Copy word for word the lines of the records from the one containing "Where can you spot the window" through the one containing "column 402, row 470", both included.

TASK INPUT:
----------

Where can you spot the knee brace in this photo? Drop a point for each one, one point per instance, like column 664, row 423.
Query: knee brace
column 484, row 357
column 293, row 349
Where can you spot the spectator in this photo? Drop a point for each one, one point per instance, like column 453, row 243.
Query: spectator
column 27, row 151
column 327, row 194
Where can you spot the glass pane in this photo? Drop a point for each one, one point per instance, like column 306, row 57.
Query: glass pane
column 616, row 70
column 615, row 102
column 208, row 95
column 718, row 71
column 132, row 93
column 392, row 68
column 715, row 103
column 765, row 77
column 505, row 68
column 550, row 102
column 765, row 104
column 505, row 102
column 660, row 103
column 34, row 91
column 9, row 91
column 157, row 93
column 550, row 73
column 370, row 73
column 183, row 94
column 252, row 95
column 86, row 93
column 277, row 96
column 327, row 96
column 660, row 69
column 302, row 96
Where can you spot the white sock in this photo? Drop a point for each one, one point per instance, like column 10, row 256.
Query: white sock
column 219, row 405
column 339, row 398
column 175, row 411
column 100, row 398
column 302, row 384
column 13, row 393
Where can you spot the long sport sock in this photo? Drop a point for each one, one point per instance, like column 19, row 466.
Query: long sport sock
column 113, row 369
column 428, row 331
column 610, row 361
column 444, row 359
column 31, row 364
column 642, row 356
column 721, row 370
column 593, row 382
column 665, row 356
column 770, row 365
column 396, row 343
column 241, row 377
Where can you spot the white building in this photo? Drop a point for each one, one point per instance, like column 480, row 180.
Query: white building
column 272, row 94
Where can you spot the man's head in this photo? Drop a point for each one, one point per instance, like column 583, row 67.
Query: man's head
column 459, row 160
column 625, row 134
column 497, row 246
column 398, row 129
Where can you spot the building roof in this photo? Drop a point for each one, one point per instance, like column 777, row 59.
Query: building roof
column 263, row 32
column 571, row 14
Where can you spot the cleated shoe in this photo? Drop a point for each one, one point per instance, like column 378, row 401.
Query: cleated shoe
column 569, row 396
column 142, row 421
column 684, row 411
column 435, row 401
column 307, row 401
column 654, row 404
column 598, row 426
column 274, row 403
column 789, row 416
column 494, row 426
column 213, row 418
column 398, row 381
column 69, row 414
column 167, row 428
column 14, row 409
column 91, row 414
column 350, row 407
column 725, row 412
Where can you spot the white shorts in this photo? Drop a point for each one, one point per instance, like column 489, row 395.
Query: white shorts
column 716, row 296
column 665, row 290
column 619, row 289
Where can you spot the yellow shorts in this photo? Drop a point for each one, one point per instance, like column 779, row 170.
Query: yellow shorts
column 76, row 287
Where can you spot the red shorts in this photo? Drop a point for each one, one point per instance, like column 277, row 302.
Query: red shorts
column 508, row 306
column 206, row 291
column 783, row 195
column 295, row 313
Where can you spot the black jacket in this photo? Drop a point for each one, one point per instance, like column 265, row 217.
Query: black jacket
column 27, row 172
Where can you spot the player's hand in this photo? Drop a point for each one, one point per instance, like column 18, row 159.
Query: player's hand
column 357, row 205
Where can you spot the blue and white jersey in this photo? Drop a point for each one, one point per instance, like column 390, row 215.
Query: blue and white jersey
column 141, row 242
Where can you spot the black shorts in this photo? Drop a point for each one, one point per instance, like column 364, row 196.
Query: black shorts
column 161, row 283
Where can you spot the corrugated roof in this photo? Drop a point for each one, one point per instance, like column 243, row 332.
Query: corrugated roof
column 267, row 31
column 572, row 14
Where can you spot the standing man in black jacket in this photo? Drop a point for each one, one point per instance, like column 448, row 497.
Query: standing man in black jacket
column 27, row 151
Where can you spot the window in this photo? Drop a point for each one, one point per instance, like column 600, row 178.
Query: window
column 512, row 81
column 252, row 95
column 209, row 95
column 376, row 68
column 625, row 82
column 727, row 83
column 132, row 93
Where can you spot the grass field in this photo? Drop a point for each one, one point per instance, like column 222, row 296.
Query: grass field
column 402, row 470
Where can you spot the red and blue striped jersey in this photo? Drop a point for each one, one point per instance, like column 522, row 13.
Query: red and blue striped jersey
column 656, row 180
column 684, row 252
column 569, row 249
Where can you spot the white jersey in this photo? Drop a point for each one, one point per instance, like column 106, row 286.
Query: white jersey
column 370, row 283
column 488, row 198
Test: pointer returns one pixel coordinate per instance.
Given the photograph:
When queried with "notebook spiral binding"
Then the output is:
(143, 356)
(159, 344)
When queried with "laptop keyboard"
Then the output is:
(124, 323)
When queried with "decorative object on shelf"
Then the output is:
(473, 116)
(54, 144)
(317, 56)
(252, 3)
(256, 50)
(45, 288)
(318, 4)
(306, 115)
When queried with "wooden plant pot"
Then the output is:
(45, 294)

----------

THE OUTPUT:
Where can you spot the window in this photo? Drop a point for each one, one point per instance, like column 600, row 178.
Query: window
column 512, row 81
column 252, row 95
column 209, row 95
column 376, row 68
column 625, row 82
column 727, row 83
column 132, row 93
Where can you spot the grass field in this photo? Drop a point for each one, one point per instance, like column 222, row 296.
Query: grass field
column 402, row 470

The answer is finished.